* Text
<<<<

Ghana will be saving about $200 million it spends annually on containing the health impacts of electronic waste disposal, with the construction of an e-waste recycling plant in Accra.
The facility, among others, seeks to restore the once serene ecological zone of Agbogbloshie within the Greater Accra region.
“From my economic point of view, we will be saving the country on the average about 300 million dollars by establishing this facility which now going to engage in a comprehensive value chain recycling for Ghanaians. The benefits I must say are unquantifiable,” the Project Consultant, Francis Gavor stated.
Francis Gavor also, who is also the Business Development Manager for SGS West Africa, explained that the project will change the phase of e-waste management in Ghana.
He made the remarks at the sod cutting ceremony for the construction of the Agbogbloshie e-waste recycling plant.
Agbogbloshie, presently the home to most electronic scrap dealers and some migrants into the nation’s capital, is considered one of the top ten contributors of toxic waste across the globe.
In addition, residents and scavengers of the electronic items are subject to harmful substances which affect the quality of life.
The project involves a joint collaboration between the Ministry of Environment, Science Technology and Innovation and the Environmental Protection Agency (EPA).
The first phase of the project which commences by the end of this year is valued at $30 million.
Upon completion, the project is also expected to create jobs for about 400,000 people in the entire value chain.
Moreover, existing workers of the Agbogbloshie scrap yard and others will undergo in-depth training to enable them undertake proper recycling.
Ghana forms part of countries contributing to the over 40 million tonnes electronic and electronic waste produced worldwide.
Several studies have also alluded to the need for governments to re-strategize to deal with the adverse health impacts associated with the menace of electronic waste.

>>>>

* Extracted records
<<<<

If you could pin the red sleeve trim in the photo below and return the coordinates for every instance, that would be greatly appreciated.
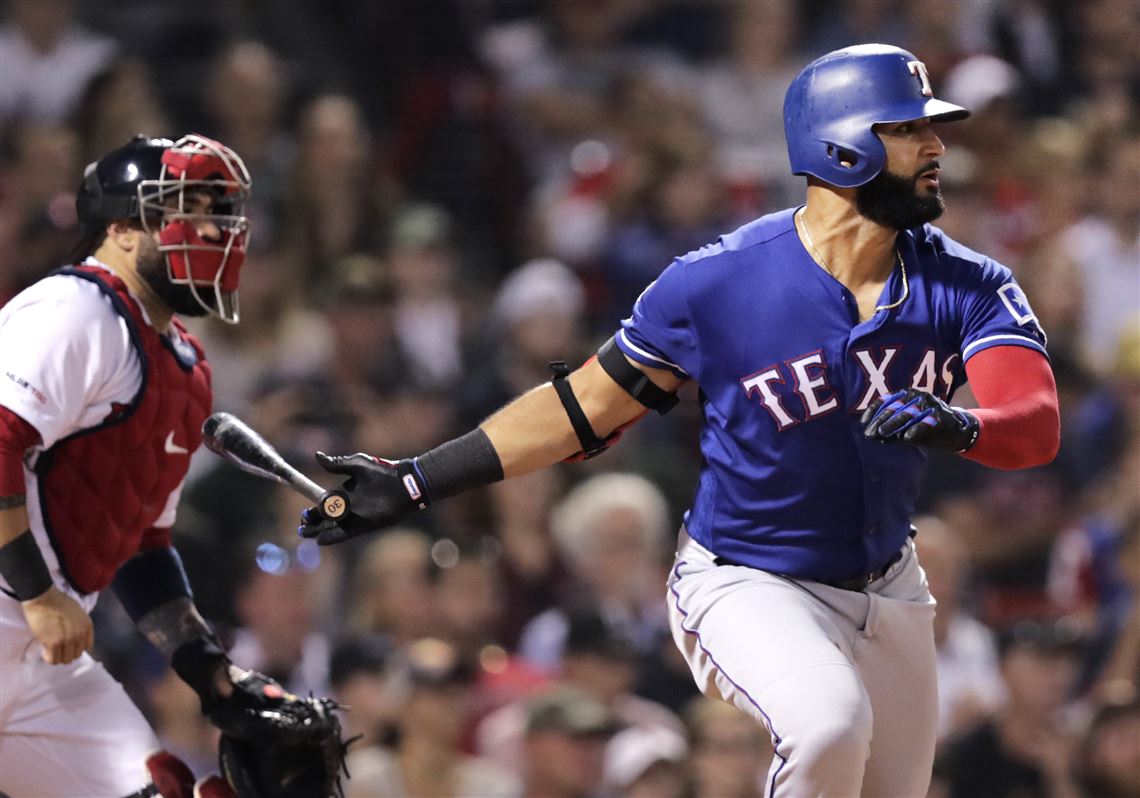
(1017, 408)
(16, 438)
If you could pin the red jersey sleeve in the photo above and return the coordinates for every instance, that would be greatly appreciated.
(1017, 408)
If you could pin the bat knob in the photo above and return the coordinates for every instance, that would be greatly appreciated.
(333, 504)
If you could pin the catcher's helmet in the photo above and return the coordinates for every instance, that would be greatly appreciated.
(147, 180)
(832, 104)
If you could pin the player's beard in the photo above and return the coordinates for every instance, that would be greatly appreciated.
(895, 202)
(152, 268)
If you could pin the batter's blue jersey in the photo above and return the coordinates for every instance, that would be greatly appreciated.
(789, 483)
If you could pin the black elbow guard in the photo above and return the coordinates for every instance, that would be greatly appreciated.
(635, 382)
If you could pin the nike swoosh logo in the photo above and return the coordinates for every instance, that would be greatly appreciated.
(173, 448)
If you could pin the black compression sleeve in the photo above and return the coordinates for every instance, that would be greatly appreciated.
(461, 464)
(23, 567)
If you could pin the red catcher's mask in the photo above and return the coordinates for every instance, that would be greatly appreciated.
(203, 251)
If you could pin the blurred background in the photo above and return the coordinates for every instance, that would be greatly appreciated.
(450, 193)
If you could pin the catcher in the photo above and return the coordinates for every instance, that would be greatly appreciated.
(103, 393)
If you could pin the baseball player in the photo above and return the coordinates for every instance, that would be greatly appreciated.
(103, 393)
(827, 341)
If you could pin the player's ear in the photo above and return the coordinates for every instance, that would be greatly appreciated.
(123, 234)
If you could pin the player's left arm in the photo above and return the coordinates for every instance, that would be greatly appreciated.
(1018, 412)
(1017, 424)
(155, 592)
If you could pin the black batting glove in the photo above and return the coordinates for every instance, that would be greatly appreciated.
(380, 494)
(921, 418)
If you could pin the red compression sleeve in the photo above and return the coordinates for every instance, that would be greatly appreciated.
(1017, 408)
(16, 437)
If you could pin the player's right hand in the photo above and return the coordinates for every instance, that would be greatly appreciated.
(60, 625)
(380, 494)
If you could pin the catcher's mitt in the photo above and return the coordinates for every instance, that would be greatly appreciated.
(276, 744)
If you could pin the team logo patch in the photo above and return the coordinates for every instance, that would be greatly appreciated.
(1016, 303)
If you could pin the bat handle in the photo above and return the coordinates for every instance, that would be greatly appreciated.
(333, 504)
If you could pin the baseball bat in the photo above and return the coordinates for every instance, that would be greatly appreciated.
(230, 438)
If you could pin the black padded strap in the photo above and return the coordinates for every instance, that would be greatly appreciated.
(635, 382)
(591, 444)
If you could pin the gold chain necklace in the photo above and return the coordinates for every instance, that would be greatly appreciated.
(819, 259)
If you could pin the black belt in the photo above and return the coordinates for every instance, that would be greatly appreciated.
(860, 583)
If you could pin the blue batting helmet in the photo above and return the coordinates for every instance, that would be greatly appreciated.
(832, 104)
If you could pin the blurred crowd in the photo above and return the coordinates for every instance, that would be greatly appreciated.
(448, 194)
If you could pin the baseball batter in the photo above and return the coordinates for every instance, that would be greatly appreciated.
(103, 393)
(827, 341)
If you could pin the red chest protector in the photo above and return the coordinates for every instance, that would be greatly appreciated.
(100, 488)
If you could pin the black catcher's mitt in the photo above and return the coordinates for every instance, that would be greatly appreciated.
(276, 744)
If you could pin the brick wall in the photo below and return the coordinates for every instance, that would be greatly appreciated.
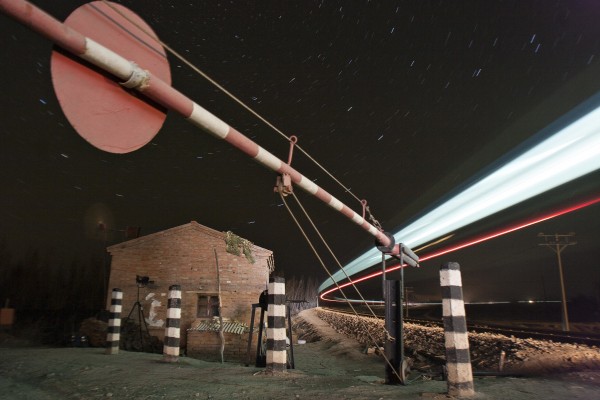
(184, 255)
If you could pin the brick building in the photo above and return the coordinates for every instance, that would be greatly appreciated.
(188, 255)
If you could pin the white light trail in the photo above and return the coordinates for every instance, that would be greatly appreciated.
(573, 151)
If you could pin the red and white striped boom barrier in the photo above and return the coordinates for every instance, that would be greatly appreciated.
(136, 77)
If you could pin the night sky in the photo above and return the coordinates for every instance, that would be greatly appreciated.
(402, 101)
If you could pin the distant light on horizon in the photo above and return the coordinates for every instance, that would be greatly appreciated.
(471, 242)
(571, 152)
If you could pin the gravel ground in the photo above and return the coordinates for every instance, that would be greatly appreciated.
(333, 367)
(522, 356)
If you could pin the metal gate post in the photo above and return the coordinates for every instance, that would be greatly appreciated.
(458, 360)
(394, 345)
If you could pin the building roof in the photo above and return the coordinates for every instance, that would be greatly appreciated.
(193, 225)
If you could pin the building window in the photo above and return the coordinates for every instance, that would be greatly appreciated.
(208, 306)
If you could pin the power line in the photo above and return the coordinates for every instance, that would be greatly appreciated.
(557, 243)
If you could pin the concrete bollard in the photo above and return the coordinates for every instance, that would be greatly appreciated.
(458, 360)
(113, 335)
(276, 335)
(172, 330)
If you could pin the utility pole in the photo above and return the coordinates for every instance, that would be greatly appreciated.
(557, 243)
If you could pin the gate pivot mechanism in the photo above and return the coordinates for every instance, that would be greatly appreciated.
(398, 250)
(283, 184)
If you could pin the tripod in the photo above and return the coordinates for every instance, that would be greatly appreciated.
(140, 315)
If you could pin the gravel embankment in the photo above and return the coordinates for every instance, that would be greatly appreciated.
(525, 356)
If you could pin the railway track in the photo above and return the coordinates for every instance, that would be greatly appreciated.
(518, 332)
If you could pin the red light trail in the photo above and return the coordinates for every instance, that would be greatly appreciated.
(463, 245)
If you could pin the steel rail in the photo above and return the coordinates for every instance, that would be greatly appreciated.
(523, 333)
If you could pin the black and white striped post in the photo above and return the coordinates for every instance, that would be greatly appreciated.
(113, 335)
(458, 360)
(172, 330)
(276, 335)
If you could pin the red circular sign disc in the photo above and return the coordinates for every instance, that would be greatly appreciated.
(104, 113)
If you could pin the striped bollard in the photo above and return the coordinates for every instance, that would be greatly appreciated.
(276, 335)
(458, 360)
(113, 334)
(172, 330)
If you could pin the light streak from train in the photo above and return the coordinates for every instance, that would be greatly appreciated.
(468, 243)
(572, 150)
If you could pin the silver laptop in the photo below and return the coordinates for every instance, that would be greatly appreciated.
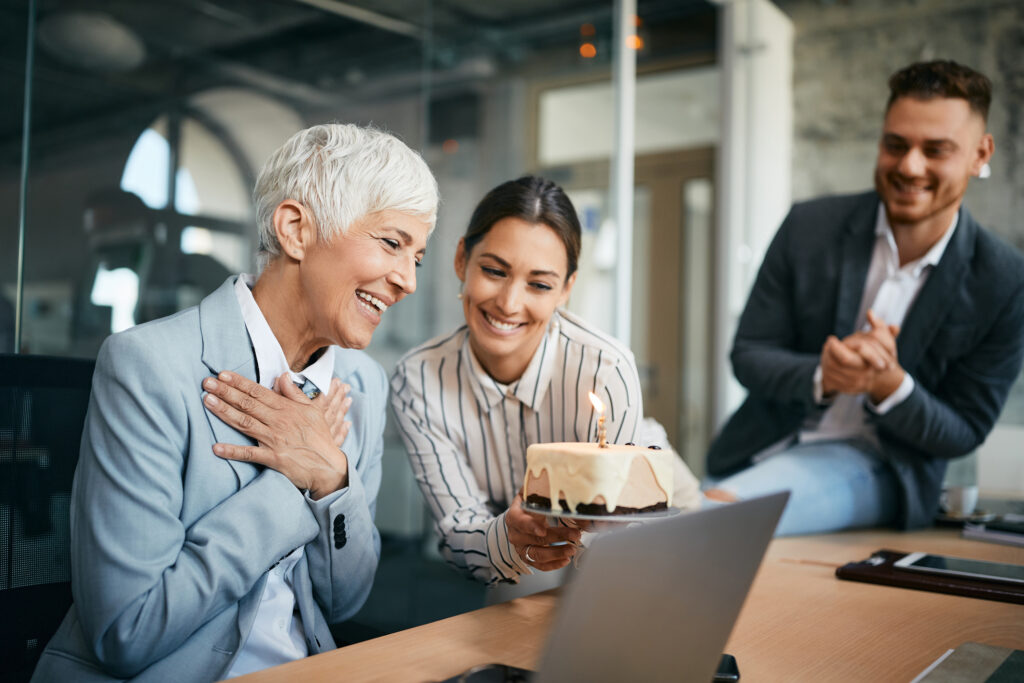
(657, 601)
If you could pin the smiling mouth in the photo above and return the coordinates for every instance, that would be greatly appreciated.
(907, 188)
(504, 327)
(371, 302)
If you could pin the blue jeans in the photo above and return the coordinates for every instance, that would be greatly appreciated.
(834, 485)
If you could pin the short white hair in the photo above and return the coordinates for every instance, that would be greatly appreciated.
(341, 172)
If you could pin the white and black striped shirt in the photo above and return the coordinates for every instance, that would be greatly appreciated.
(467, 434)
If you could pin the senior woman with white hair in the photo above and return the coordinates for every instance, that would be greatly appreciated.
(216, 532)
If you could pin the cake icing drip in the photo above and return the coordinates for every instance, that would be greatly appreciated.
(571, 474)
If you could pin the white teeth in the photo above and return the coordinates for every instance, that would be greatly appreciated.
(501, 326)
(381, 306)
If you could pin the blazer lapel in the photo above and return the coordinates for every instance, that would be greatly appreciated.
(932, 304)
(858, 243)
(226, 346)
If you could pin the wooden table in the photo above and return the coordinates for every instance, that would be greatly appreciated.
(799, 624)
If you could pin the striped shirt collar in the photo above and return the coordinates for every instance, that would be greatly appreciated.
(530, 387)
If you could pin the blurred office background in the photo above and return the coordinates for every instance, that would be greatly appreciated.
(131, 132)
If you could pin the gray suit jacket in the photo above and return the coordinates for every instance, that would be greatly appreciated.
(171, 545)
(963, 342)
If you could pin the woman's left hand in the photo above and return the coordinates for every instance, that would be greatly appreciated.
(335, 406)
(293, 434)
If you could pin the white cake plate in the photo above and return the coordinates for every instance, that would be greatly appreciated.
(633, 517)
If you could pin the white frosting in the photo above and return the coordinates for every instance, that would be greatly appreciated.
(584, 472)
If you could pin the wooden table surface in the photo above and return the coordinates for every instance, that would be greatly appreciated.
(799, 624)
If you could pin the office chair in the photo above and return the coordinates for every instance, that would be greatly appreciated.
(42, 410)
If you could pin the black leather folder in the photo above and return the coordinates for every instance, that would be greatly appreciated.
(879, 569)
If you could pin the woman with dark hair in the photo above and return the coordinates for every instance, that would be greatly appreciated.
(469, 402)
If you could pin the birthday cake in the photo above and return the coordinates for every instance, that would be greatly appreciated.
(592, 479)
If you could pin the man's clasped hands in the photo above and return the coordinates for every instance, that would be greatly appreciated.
(862, 363)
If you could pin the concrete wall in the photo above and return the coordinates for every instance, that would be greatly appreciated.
(844, 52)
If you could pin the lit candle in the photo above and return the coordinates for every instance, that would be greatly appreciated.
(599, 407)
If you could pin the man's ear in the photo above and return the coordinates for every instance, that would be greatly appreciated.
(295, 228)
(986, 146)
(460, 260)
(567, 289)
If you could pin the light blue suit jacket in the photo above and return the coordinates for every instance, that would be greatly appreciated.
(171, 545)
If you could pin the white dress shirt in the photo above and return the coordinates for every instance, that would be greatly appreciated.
(276, 635)
(890, 291)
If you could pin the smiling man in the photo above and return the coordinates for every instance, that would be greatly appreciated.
(884, 330)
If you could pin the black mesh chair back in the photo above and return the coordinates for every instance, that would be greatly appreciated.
(42, 410)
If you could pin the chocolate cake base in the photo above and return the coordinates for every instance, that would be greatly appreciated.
(593, 508)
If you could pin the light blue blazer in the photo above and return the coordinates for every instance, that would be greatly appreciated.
(171, 545)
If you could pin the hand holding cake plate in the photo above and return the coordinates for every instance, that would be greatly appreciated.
(542, 547)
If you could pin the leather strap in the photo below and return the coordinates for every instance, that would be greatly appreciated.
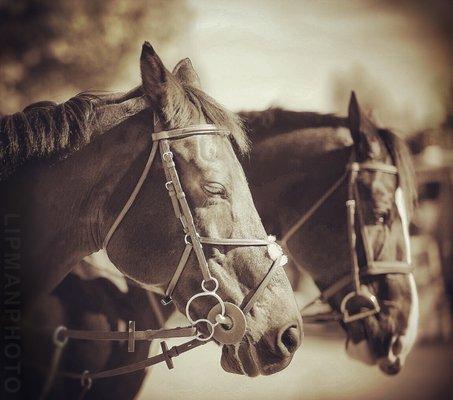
(132, 197)
(247, 306)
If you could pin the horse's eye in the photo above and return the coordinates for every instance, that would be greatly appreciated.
(215, 188)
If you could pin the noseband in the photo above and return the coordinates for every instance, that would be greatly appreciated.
(225, 322)
(359, 303)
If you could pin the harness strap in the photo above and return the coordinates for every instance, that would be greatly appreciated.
(147, 335)
(175, 278)
(132, 197)
(305, 217)
(235, 242)
(127, 369)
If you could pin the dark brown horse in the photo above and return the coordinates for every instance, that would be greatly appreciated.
(85, 300)
(296, 158)
(69, 169)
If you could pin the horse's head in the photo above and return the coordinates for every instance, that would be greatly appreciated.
(148, 243)
(383, 199)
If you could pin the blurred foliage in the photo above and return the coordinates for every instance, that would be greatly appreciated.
(49, 48)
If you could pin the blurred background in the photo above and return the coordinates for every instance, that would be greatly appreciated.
(300, 55)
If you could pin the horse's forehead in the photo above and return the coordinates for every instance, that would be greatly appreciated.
(310, 140)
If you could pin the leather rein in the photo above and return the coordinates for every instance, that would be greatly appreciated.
(226, 322)
(363, 302)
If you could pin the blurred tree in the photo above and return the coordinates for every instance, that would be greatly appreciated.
(50, 49)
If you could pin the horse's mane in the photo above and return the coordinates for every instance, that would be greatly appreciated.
(277, 120)
(402, 159)
(46, 129)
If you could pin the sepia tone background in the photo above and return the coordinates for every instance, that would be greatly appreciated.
(300, 55)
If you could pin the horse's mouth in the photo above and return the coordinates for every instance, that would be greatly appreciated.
(243, 360)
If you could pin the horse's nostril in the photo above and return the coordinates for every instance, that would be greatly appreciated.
(397, 347)
(289, 339)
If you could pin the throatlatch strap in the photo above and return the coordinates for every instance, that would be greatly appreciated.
(132, 197)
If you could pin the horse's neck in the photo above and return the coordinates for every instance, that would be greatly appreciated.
(62, 205)
(293, 172)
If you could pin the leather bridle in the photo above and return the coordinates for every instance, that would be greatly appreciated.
(225, 322)
(359, 303)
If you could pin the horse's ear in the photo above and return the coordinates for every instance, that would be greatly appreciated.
(162, 89)
(364, 132)
(185, 72)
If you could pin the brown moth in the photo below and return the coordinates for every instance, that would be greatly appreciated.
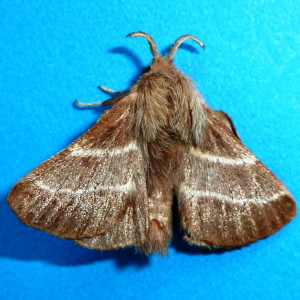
(114, 186)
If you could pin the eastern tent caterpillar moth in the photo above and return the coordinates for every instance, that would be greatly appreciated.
(114, 186)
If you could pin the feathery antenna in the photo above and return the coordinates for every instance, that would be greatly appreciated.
(180, 40)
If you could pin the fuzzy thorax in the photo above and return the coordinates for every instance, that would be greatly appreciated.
(168, 112)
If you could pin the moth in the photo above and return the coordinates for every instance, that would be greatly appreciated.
(160, 143)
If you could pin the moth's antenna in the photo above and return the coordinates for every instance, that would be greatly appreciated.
(150, 40)
(180, 40)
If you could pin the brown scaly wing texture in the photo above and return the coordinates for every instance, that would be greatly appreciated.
(94, 187)
(228, 197)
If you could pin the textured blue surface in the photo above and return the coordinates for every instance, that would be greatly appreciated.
(53, 52)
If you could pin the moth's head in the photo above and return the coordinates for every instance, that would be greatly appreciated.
(163, 62)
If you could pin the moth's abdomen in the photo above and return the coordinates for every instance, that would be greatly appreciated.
(160, 221)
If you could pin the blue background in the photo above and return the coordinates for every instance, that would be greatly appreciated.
(53, 52)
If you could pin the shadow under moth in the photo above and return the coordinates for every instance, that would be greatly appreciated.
(114, 186)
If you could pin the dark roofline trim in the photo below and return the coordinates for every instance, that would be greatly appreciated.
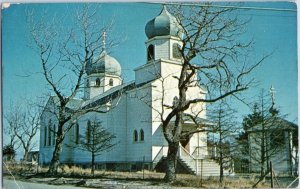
(115, 94)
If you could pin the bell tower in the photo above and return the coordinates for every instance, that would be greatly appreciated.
(103, 73)
(163, 47)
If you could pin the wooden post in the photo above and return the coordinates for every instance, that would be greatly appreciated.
(271, 172)
(201, 170)
(143, 167)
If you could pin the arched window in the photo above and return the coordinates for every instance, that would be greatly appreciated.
(87, 83)
(45, 136)
(97, 82)
(176, 51)
(49, 132)
(150, 52)
(111, 82)
(77, 133)
(135, 136)
(54, 134)
(88, 131)
(141, 135)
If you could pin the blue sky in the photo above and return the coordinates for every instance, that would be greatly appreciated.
(272, 31)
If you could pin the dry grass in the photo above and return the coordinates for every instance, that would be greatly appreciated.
(183, 180)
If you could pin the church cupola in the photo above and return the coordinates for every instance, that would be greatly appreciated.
(163, 25)
(103, 73)
(164, 44)
(164, 35)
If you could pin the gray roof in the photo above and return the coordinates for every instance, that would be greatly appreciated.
(73, 103)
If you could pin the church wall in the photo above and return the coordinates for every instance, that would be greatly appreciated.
(46, 150)
(138, 117)
(162, 49)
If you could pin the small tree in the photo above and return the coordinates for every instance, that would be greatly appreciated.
(222, 134)
(64, 51)
(262, 137)
(214, 56)
(9, 152)
(96, 141)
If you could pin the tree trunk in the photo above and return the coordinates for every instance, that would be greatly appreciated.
(25, 155)
(171, 162)
(93, 164)
(53, 168)
(221, 167)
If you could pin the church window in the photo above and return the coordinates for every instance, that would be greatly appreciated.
(97, 82)
(45, 136)
(87, 83)
(54, 134)
(135, 136)
(111, 82)
(88, 132)
(176, 51)
(141, 135)
(77, 133)
(49, 132)
(150, 53)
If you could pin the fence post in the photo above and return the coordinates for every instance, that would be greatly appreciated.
(271, 171)
(201, 171)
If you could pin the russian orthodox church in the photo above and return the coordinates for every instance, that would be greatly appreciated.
(134, 108)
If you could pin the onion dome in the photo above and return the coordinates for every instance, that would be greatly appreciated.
(162, 25)
(103, 64)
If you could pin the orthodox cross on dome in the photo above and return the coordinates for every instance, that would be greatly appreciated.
(273, 110)
(104, 41)
(272, 91)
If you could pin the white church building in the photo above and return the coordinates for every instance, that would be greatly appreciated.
(134, 109)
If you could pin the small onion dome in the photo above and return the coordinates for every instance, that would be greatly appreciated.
(103, 64)
(163, 24)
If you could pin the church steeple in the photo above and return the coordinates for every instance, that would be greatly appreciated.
(273, 110)
(164, 37)
(103, 73)
(163, 58)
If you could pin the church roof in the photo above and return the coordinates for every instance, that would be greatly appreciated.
(162, 25)
(276, 123)
(103, 64)
(112, 94)
(73, 103)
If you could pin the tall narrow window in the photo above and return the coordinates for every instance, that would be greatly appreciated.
(45, 136)
(49, 132)
(54, 134)
(88, 131)
(87, 83)
(77, 133)
(176, 51)
(141, 135)
(97, 82)
(150, 53)
(135, 136)
(111, 82)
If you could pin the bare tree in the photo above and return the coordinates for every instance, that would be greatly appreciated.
(96, 141)
(64, 52)
(23, 122)
(264, 135)
(213, 56)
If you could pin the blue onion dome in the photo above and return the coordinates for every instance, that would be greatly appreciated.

>>>>

* Problems to solve
A. Answer these from the article on the Agbogbloshie e-waste recycling plant:
(i) What is the stated value of the project's first phase?
(ii) About how many people is the project expected to create jobs for?
(iii) Which two bodies are collaborating on the project?
B. List every organization named in the article on the Agbogbloshie e-waste recycling plant.

* Answers by item
A.
(i) $30 million
(ii) About 400,000 people
(iii) The Ministry of Environment, Science Technology and Innovation and the Environmental Protection Agency (EPA)

B.
- SGS West Africa
- Ministry of Environment, Science Technology and Innovation
- Environmental Protection Agency (EPA)